**WHAT IS REQUIRED**
Render the data below as a JSON list of strings, one string per line, with blank lines left out. Leave the pictures out of your answer.

··· GIVEN ENTRIES ···

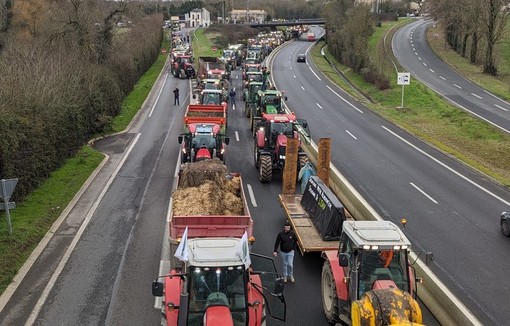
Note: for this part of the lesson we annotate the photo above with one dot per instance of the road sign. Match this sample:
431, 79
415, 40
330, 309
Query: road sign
404, 78
7, 187
10, 205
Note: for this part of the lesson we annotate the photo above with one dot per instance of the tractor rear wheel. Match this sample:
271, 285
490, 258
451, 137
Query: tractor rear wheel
505, 228
329, 296
265, 169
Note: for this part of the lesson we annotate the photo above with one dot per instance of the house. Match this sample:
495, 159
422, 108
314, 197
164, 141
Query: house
198, 18
248, 15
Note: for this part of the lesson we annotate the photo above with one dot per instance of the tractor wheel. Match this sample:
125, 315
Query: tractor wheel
303, 159
256, 155
329, 297
505, 228
265, 169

···

**EXERCISE RESPONSE**
[
  "Note: for this part of the lesson we annotate the photo above with one dot per instance of the road sign. Match this sample:",
  "431, 79",
  "415, 40",
  "330, 309",
  "Query: road sign",
  "404, 78",
  "7, 187",
  "10, 205",
  "Note: for this part of the lesson we annotate the photo above with one dot per instance of the tractor rear wheel. Match this sample:",
  "271, 285",
  "490, 258",
  "451, 137",
  "Query: tractor rear wheel",
  "505, 228",
  "329, 296",
  "265, 169",
  "Note: for this part of the lesson we annotate the photo above with one dot per instance of the house. Match this sample:",
  "495, 159",
  "422, 108",
  "314, 197",
  "164, 141",
  "Query: house",
  "198, 18",
  "248, 15",
  "Note: for this part of the lesson we annotate the photo above with one dot per instance of the tractor wheel. Match this sample:",
  "125, 315",
  "Query: tractor wheel",
  "303, 159",
  "256, 155",
  "329, 297",
  "505, 228",
  "265, 169"
]